The Righteous Gemstones
2019 · 4 Seasons · HBO · Comedy-Drama, Crime
Danny McBride has spent his career playing men whose confidence vastly exceeds their competence, and The Righteous Gemstones is the logical conclusion of that fascination. The show follows the Gemstone family, a dynasty of televangelists who run a megachurch empire while engaging in the kind of behavior that would make their congregation’s heads spin. Patriarch Eli Gemstone built the family’s wealth and influence, and his three adult children, Jesse, Kelvin, and Judy, spend most of their time fighting each other for position while trying to maintain a public image of righteousness. It premiered on HBO in August 2019 and ran for four seasons, wrapping up in May 2025.
Community response has been consistently positive, though the show occupies a specific niche that doesn’t generate the cultural conversation of HBO’s bigger dramas. Fans praise the ensemble performances, the show’s willingness to swing between broad comedy and surprisingly dark crime plotting, and the family dynamics that drive every storyline. Criticism tends to focus on uneven pacing across seasons and a tendency to introduce storylines that don’t always pay off with the same energy they started with.
The Gemstone Family Machine
John Goodman as Eli Gemstone is the show’s secret weapon. In a cast full of performers playing characters with zero self-awareness, Goodman brings a gravity and sadness to Eli that gives the show its emotional foundation. Eli built the empire, knows exactly how corrupt it is, and carries the weight of that knowledge in every scene. His grief over his deceased wife, his exhausted love for his dysfunctional children, and his own compromised morality create the show’s most layered character.
McBride’s Jesse is a swaggering hypocrite whose sins keep threatening to surface, Adam Devine’s Kelvin is a youth pastor whose desperate need to be cool masks deep insecurity, and Edi Patterson’s Judy is a volcano of resentment and ambition who gets some of the show’s biggest laughs. The three siblings together create a combustible dynamic that drives nearly every plot. They love each other, hate each other, and cannot stop competing for their father’s approval, and that cocktail produces comedy and drama in equal measure.
The show’s satire of megachurch culture is broad but well-observed. The prosperity gospel theology, the multimedia branding, the stadium-sized worship experiences, the gap between public piety and private behavior: McBride and his writers know this world well enough to satirize it with specificity rather than relying on easy caricature. The comedy comes from the characters taking their contradictions completely seriously, never winking at the audience or acknowledging their own hypocrisy.

Directions
**a.** In the Righteous Gemstones review, write out the stretch from "The show’s satire" through "their own hypocrisy.", swapping "megachurch culture" for "televangelism".
**b.** According to the Righteous Gemstones review, when and where did the show premiere?
**c.** Turn the paragraph of the Righteous Gemstones review that begins "McBride’s Jesse is" into a short list that keeps its main facts.
The records are not needed for this work.

Given data
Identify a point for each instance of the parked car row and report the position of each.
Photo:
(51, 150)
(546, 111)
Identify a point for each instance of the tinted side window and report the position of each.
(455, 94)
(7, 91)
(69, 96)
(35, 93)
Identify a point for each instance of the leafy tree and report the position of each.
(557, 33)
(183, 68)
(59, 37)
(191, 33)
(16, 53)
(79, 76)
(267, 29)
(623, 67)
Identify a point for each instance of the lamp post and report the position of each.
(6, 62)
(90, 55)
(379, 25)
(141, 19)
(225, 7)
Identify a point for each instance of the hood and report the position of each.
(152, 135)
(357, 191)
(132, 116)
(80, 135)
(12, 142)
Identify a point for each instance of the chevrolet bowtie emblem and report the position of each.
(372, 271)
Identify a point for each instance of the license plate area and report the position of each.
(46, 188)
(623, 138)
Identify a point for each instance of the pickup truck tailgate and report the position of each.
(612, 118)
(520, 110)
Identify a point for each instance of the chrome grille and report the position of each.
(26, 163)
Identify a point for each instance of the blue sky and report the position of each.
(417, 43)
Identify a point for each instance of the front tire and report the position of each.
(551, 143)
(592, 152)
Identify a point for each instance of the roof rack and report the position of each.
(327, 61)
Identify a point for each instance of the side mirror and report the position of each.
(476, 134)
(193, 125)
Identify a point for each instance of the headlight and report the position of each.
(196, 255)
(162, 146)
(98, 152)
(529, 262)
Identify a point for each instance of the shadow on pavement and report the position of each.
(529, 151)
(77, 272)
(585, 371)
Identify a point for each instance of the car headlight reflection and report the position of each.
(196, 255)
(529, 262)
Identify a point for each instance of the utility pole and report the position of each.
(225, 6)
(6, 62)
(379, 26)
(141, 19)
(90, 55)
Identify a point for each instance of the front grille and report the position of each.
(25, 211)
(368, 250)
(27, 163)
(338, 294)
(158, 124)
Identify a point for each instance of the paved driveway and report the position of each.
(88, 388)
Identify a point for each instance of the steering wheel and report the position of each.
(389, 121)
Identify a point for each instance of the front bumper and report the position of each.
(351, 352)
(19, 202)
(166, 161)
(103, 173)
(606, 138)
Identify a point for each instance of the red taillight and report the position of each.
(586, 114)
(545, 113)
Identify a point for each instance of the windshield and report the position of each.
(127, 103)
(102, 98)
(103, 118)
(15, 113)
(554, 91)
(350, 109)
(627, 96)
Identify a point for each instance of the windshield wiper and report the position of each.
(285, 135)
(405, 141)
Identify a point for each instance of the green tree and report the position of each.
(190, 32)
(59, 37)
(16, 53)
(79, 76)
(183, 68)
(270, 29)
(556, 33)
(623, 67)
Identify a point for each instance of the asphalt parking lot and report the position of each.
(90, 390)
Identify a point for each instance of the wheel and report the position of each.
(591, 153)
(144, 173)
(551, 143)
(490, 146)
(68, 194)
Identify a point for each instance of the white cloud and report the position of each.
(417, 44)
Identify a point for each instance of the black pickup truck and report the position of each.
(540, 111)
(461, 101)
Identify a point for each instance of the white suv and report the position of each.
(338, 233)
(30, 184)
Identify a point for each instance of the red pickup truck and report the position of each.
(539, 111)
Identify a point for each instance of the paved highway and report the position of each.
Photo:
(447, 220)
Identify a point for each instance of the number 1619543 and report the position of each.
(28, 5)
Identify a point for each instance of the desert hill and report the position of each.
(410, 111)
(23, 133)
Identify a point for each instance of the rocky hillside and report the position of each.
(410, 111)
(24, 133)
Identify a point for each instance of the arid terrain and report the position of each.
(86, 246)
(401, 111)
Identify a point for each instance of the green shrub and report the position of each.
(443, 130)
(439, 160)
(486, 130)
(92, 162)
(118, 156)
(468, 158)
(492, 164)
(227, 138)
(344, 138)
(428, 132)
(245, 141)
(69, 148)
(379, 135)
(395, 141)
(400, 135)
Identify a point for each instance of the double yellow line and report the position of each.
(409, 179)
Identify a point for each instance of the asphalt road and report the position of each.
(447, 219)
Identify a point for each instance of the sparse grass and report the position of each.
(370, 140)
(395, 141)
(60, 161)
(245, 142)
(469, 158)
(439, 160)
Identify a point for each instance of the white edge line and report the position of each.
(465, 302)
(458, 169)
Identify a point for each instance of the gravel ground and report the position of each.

Answers to the tasks
**a.**
The show’s satire of televangelism is broad but well-observed. The prosperity gospel theology, the multimedia branding, the stadium-sized worship experiences, the gap between public piety and private behavior: McBride and his writers know this world well enough to satirize it with specificity rather than relying on easy caricature. The comedy comes from the characters taking their contradictions completely seriously, never winking at the audience or acknowledging their own hypocrisy.

**b.** It premiered on HBO in August 2019.

**c.**
- Jesse (Danny McBride): a swaggering hypocrite whose sins keep threatening to surface.
- Kelvin (Adam Devine): a youth pastor whose desperate need to be cool masks deep insecurity.
- Judy (Edi Patterson): a volcano of resentment and ambition who gets some of the show’s biggest laughs.
- Together, the three siblings form a combustible dynamic that drives nearly every plot.
- They love and hate each other and compete for their father’s approval, which yields comedy and drama in equal measure.